__Dataset extract__:
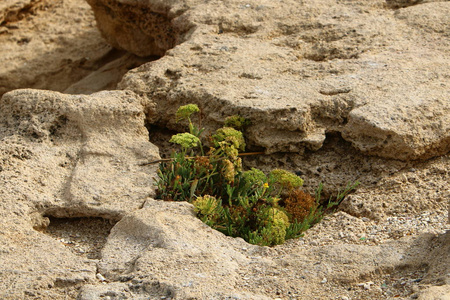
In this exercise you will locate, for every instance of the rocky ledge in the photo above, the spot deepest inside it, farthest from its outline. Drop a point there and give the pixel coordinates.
(335, 90)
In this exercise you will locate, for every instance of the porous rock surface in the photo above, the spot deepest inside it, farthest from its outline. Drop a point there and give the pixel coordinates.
(327, 82)
(300, 69)
(64, 156)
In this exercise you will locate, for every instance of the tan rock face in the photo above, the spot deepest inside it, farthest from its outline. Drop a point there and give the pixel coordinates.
(77, 156)
(324, 82)
(301, 69)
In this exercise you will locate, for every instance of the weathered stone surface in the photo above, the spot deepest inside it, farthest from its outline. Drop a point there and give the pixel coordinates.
(142, 27)
(306, 72)
(53, 45)
(301, 69)
(13, 10)
(77, 156)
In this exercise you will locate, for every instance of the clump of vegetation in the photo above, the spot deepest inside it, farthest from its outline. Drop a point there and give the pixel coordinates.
(263, 209)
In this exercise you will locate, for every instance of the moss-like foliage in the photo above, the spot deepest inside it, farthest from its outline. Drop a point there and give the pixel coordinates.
(186, 140)
(286, 179)
(264, 210)
(229, 137)
(237, 122)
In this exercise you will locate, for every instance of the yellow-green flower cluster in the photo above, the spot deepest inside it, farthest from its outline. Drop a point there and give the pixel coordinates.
(229, 137)
(236, 122)
(228, 171)
(186, 140)
(185, 111)
(286, 179)
(206, 205)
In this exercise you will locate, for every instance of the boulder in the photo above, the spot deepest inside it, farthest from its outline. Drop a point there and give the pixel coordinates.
(77, 156)
(299, 70)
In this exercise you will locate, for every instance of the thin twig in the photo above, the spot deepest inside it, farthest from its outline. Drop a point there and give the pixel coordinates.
(192, 157)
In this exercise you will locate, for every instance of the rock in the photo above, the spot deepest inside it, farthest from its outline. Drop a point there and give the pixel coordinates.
(144, 28)
(300, 70)
(14, 10)
(53, 45)
(321, 81)
(402, 3)
(77, 156)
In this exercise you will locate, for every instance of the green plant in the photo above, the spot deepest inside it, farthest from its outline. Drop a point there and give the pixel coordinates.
(263, 209)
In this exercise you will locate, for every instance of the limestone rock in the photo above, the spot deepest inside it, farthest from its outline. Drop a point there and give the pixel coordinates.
(299, 70)
(77, 156)
(53, 45)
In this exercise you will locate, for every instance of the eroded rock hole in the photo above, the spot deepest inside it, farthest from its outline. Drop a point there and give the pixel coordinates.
(84, 236)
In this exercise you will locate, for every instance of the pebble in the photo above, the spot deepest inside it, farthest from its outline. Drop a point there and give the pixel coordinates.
(100, 277)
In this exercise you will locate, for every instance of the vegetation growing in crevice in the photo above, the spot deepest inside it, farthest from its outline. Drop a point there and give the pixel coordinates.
(264, 209)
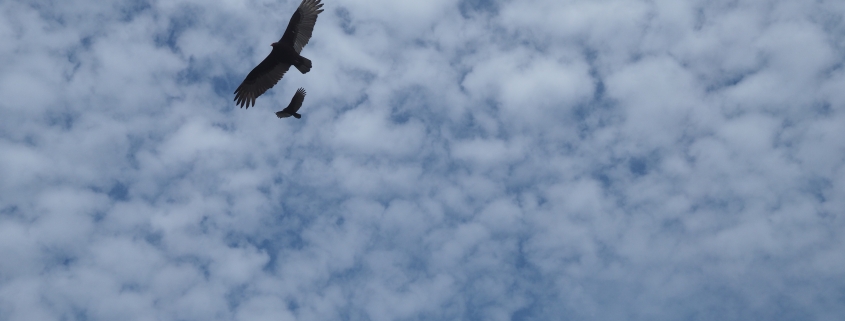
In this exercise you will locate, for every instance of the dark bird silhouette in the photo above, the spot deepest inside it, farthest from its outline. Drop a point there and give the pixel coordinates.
(295, 103)
(285, 54)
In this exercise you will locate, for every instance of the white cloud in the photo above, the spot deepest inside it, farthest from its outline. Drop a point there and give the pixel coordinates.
(495, 160)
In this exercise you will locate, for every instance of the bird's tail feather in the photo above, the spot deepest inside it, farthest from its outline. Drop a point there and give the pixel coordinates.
(304, 65)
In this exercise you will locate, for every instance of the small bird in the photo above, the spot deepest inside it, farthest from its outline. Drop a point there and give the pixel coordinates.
(285, 54)
(295, 103)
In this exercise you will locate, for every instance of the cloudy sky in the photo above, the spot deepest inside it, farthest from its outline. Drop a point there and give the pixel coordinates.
(456, 160)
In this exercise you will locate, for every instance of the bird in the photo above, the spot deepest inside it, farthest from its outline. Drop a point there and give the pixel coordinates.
(285, 53)
(295, 103)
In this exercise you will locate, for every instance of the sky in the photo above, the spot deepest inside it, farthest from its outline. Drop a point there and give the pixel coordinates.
(456, 160)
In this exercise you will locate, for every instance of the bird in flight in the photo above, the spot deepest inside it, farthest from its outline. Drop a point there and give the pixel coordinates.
(285, 54)
(294, 105)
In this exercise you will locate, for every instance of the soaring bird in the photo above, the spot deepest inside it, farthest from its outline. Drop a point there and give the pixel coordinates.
(285, 54)
(295, 103)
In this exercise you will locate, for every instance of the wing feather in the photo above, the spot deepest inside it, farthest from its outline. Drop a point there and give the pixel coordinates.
(259, 80)
(301, 24)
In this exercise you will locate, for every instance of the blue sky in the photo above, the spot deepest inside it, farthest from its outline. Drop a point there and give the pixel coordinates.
(471, 160)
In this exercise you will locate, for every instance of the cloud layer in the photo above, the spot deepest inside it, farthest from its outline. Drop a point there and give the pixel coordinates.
(471, 160)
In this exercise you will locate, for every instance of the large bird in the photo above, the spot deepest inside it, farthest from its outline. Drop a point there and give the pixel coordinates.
(285, 54)
(295, 103)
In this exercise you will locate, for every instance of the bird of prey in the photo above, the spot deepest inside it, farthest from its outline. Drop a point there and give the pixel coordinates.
(285, 54)
(295, 103)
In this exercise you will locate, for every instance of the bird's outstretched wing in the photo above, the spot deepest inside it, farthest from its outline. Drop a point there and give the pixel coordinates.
(262, 77)
(302, 24)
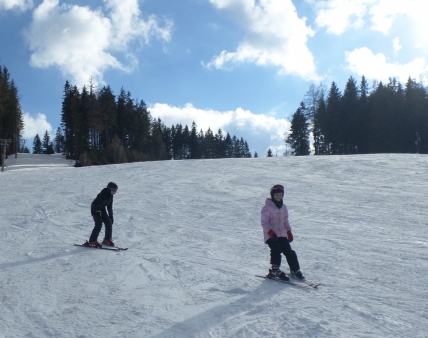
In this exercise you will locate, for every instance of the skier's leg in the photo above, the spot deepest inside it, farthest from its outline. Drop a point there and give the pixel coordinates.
(289, 254)
(275, 252)
(108, 225)
(97, 228)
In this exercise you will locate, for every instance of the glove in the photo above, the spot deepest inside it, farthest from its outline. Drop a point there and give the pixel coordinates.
(272, 235)
(289, 236)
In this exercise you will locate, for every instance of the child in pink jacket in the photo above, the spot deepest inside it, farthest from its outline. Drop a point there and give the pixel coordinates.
(277, 234)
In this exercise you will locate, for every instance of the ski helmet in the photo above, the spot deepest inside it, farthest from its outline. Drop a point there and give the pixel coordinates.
(277, 188)
(112, 185)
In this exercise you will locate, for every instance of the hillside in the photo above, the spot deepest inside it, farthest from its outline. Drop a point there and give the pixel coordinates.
(195, 243)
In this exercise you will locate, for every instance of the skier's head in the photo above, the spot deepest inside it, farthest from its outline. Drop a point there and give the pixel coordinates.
(112, 186)
(277, 189)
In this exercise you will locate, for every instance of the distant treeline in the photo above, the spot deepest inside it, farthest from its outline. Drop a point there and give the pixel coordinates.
(389, 118)
(11, 119)
(100, 128)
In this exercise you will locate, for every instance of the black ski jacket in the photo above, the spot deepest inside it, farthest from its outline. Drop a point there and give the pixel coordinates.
(103, 200)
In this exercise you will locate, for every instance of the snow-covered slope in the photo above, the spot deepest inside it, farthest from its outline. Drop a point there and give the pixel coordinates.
(195, 243)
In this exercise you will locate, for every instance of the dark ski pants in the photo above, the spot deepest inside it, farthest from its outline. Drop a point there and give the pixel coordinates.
(99, 220)
(282, 246)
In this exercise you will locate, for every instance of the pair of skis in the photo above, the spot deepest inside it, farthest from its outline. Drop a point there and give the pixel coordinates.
(105, 247)
(294, 281)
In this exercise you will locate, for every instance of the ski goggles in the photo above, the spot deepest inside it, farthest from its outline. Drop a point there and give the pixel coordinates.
(277, 187)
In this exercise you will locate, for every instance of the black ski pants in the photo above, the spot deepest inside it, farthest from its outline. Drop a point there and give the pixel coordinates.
(282, 246)
(99, 220)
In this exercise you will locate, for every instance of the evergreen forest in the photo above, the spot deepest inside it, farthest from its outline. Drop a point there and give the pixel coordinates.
(388, 118)
(100, 128)
(11, 119)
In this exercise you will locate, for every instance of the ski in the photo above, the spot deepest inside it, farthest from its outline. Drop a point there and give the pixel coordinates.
(105, 247)
(311, 284)
(295, 283)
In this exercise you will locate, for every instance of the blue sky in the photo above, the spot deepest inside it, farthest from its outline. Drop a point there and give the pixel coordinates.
(239, 65)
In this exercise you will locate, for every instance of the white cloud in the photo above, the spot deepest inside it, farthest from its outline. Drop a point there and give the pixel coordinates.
(260, 131)
(81, 42)
(33, 126)
(363, 62)
(397, 45)
(275, 35)
(22, 5)
(339, 15)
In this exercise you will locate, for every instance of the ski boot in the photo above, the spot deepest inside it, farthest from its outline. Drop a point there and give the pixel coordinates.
(93, 244)
(108, 242)
(277, 274)
(297, 274)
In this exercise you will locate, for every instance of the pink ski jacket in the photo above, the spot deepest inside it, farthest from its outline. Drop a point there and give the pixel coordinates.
(275, 219)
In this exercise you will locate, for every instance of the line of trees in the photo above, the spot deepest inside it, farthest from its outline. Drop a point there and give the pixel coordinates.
(11, 119)
(389, 118)
(99, 128)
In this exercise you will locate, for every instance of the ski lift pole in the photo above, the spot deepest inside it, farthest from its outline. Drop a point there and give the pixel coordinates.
(4, 143)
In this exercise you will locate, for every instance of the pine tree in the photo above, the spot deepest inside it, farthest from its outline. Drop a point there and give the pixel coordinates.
(298, 137)
(333, 120)
(348, 121)
(37, 145)
(59, 142)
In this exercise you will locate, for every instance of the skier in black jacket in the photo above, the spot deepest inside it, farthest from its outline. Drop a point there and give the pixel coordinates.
(99, 213)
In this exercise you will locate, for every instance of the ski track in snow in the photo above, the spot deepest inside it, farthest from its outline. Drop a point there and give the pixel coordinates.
(195, 243)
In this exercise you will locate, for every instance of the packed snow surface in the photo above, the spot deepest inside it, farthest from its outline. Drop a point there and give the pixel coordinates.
(195, 244)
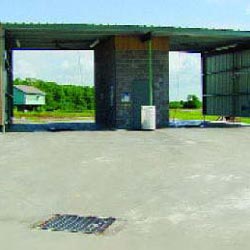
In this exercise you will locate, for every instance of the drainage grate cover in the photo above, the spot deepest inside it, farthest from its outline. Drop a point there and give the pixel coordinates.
(75, 223)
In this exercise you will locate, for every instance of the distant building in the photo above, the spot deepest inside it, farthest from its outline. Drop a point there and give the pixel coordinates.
(28, 97)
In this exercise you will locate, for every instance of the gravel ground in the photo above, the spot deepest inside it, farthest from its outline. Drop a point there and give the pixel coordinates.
(170, 189)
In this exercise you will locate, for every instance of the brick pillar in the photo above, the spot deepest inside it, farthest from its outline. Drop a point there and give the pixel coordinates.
(119, 63)
(105, 83)
(2, 79)
(131, 64)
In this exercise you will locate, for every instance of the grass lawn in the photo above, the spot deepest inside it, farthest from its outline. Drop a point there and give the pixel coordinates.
(195, 114)
(179, 114)
(55, 115)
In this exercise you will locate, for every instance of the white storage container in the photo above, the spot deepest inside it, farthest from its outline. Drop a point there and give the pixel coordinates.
(148, 117)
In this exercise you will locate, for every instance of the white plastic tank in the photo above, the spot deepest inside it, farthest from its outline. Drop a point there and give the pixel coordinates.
(148, 117)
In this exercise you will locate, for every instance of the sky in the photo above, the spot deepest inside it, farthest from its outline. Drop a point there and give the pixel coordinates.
(77, 66)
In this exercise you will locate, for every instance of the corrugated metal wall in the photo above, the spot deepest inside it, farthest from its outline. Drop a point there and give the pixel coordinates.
(226, 85)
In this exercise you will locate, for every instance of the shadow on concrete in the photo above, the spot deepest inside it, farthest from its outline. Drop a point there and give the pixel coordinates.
(205, 124)
(55, 127)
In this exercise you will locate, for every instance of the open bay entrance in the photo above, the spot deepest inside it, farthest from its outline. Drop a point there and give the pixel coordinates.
(53, 89)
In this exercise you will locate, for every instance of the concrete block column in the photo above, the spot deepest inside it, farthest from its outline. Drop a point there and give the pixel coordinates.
(120, 62)
(132, 64)
(2, 79)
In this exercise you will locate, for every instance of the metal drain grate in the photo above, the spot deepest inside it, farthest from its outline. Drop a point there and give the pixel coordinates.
(75, 223)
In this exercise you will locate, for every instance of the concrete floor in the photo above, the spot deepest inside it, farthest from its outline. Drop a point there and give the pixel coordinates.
(171, 189)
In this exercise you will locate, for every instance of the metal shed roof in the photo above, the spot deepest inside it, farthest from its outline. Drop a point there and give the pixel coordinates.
(29, 89)
(80, 36)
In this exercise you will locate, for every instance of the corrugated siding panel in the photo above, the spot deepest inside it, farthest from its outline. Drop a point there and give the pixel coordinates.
(1, 76)
(227, 79)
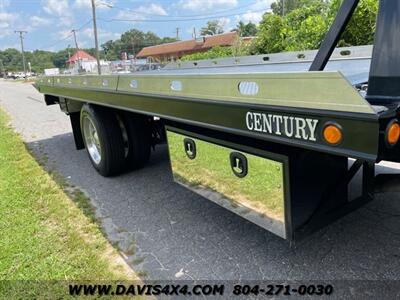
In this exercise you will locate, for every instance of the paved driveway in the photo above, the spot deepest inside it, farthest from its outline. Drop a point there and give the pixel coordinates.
(169, 232)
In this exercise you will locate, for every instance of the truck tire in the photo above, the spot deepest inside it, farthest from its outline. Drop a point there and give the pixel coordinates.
(139, 140)
(103, 139)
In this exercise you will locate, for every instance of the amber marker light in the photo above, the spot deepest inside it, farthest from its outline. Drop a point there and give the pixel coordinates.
(393, 133)
(333, 134)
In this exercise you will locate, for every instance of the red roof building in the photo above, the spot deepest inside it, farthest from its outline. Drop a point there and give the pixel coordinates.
(80, 55)
(178, 49)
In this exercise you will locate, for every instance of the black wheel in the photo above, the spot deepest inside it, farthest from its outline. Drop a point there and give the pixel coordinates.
(103, 139)
(138, 132)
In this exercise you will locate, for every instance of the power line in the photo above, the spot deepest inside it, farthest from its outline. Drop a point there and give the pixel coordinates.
(184, 16)
(65, 38)
(179, 20)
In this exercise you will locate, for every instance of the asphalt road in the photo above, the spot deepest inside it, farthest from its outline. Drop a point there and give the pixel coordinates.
(169, 232)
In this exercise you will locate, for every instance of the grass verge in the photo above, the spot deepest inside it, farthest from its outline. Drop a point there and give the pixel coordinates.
(44, 236)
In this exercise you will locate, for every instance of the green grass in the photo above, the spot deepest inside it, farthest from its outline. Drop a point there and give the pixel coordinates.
(261, 189)
(44, 233)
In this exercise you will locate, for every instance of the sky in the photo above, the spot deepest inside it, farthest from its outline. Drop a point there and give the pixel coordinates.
(49, 22)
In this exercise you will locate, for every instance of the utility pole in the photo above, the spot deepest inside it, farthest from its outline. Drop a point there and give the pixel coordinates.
(96, 42)
(77, 49)
(2, 69)
(21, 33)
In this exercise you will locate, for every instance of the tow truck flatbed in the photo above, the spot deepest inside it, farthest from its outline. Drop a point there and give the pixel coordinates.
(269, 137)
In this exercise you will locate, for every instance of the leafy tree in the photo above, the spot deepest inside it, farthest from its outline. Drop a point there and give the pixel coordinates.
(271, 34)
(249, 29)
(282, 7)
(212, 28)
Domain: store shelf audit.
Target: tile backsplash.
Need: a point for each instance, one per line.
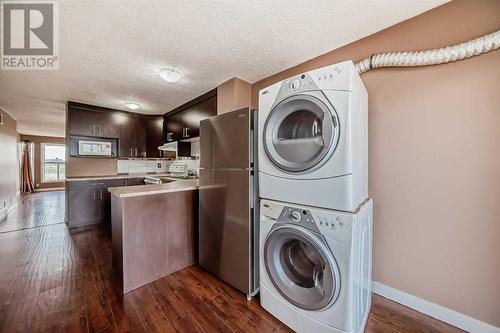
(143, 166)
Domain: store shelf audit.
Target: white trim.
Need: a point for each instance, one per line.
(449, 316)
(49, 189)
(42, 162)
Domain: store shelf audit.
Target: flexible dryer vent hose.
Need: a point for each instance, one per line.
(442, 55)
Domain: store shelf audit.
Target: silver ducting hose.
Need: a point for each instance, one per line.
(442, 55)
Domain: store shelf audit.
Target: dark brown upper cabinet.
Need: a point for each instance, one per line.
(154, 135)
(133, 137)
(172, 126)
(183, 123)
(138, 135)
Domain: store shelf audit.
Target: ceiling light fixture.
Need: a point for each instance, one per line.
(170, 75)
(133, 106)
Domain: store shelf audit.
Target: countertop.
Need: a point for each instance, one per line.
(178, 185)
(124, 176)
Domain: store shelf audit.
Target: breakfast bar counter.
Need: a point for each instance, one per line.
(176, 185)
(153, 230)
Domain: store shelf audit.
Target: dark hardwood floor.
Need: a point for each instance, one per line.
(56, 280)
(35, 210)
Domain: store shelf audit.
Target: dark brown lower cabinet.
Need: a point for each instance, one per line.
(89, 201)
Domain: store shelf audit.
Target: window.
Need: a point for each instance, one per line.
(52, 157)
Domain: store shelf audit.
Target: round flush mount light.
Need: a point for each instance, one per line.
(170, 74)
(133, 106)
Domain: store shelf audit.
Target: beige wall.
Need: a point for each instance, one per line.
(232, 95)
(83, 167)
(37, 141)
(434, 139)
(9, 161)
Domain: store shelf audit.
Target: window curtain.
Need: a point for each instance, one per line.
(27, 184)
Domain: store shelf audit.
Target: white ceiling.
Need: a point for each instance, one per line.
(111, 51)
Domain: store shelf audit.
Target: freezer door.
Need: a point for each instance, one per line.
(226, 226)
(225, 140)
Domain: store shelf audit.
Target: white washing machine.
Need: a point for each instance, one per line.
(315, 266)
(313, 139)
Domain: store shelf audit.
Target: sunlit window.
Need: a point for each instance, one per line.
(53, 158)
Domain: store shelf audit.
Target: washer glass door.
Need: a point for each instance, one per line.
(299, 132)
(301, 267)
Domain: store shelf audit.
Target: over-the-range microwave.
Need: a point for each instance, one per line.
(93, 147)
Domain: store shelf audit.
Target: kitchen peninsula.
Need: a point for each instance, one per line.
(153, 230)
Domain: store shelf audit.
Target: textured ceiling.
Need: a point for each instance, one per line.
(111, 51)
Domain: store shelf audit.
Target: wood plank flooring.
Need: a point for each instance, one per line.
(56, 280)
(35, 210)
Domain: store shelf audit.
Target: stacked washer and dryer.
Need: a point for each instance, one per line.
(315, 215)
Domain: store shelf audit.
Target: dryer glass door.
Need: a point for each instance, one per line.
(301, 267)
(299, 133)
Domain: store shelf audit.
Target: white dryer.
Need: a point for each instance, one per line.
(315, 266)
(313, 139)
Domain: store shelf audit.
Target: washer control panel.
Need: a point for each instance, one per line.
(302, 217)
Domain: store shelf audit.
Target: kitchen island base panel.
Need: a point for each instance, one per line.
(153, 236)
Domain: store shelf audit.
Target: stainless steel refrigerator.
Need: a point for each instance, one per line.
(228, 224)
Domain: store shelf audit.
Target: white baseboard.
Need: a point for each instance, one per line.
(49, 189)
(449, 316)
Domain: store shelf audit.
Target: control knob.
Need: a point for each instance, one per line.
(296, 216)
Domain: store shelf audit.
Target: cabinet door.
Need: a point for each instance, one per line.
(108, 124)
(82, 122)
(133, 137)
(105, 197)
(140, 138)
(134, 181)
(172, 128)
(191, 117)
(154, 137)
(82, 206)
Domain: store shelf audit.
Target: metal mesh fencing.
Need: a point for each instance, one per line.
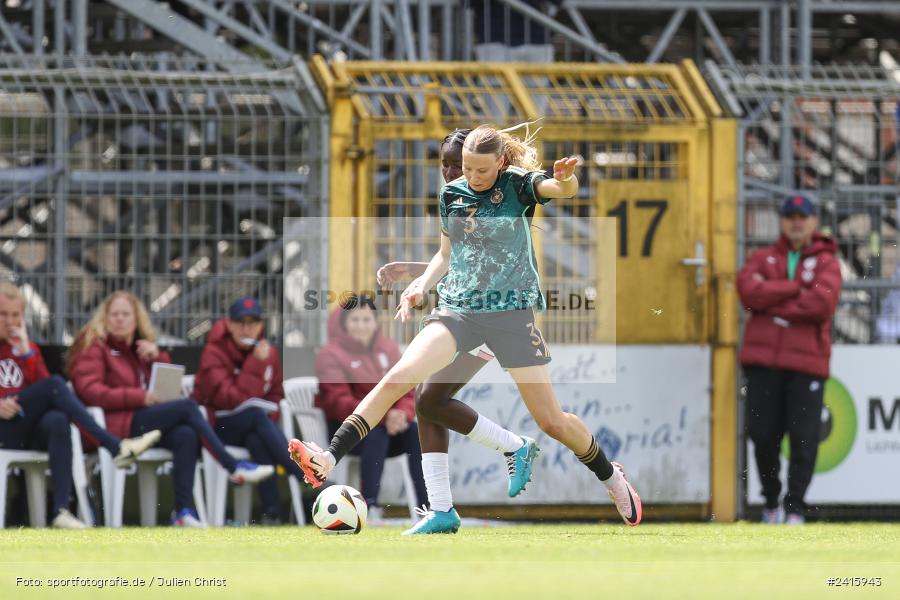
(163, 176)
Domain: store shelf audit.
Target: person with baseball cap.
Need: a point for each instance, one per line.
(790, 291)
(238, 364)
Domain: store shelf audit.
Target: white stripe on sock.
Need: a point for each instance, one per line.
(436, 469)
(489, 434)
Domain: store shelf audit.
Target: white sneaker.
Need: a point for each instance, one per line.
(187, 518)
(248, 472)
(130, 449)
(624, 497)
(66, 520)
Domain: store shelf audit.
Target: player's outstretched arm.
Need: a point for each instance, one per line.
(564, 184)
(395, 271)
(415, 293)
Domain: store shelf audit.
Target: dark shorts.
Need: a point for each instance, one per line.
(511, 335)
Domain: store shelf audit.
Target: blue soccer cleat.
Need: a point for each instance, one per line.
(519, 465)
(435, 522)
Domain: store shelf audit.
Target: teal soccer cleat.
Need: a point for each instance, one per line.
(435, 522)
(519, 465)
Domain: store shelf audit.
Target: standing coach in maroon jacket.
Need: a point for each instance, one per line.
(791, 291)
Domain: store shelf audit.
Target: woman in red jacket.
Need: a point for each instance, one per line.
(109, 365)
(37, 408)
(237, 365)
(355, 358)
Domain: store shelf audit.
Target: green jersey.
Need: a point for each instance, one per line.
(492, 262)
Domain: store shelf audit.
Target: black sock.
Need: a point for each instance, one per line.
(349, 434)
(596, 461)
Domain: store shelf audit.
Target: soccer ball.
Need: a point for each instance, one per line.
(340, 509)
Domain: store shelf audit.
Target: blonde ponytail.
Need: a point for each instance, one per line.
(486, 139)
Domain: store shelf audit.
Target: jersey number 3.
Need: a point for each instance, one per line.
(537, 340)
(470, 220)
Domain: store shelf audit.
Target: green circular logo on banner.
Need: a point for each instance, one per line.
(837, 430)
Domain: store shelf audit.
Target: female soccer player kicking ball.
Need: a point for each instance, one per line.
(488, 296)
(437, 410)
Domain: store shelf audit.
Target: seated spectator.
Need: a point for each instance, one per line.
(238, 365)
(110, 364)
(36, 409)
(353, 361)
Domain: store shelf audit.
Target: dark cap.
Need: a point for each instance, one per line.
(245, 307)
(797, 205)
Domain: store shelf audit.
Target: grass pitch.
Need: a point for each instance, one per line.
(523, 562)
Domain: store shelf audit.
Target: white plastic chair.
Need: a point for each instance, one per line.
(36, 466)
(112, 482)
(216, 476)
(298, 408)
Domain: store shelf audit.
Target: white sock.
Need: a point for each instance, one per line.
(436, 469)
(489, 434)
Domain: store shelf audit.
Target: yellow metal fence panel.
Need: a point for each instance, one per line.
(645, 138)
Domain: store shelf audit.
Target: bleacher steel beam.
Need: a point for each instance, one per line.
(573, 36)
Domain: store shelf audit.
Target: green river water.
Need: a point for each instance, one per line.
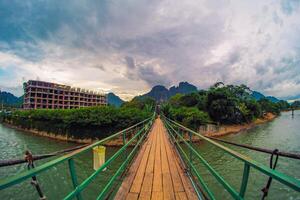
(282, 133)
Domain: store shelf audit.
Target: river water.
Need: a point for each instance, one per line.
(282, 133)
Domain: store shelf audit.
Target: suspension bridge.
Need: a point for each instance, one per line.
(158, 162)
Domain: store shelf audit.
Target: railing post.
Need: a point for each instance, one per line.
(124, 143)
(190, 152)
(74, 177)
(244, 180)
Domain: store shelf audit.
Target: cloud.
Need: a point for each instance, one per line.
(129, 46)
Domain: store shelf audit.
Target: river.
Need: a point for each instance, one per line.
(282, 133)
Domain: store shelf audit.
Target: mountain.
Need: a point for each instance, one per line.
(257, 95)
(161, 93)
(9, 99)
(113, 99)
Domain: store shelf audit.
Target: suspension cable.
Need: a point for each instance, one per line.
(264, 150)
(4, 163)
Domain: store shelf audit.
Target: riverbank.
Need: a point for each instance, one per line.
(233, 129)
(112, 143)
(49, 135)
(221, 131)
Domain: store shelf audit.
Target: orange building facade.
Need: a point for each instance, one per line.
(46, 95)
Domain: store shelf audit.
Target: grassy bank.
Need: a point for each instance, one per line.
(233, 129)
(79, 125)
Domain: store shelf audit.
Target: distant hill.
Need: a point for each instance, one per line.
(161, 93)
(9, 99)
(257, 95)
(113, 99)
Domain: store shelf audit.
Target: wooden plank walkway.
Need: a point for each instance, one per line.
(156, 172)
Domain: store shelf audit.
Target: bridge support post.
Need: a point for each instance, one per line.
(74, 177)
(244, 180)
(190, 152)
(124, 142)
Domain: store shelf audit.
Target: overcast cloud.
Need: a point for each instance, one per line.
(128, 46)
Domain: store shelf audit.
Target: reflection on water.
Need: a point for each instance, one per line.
(282, 133)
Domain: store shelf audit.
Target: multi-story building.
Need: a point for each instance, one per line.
(40, 94)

__Problem details__:
Please return all lines in the material above that include the word "glass".

__Answer to the exercise__:
Target: washer glass door.
Target: dryer glass door.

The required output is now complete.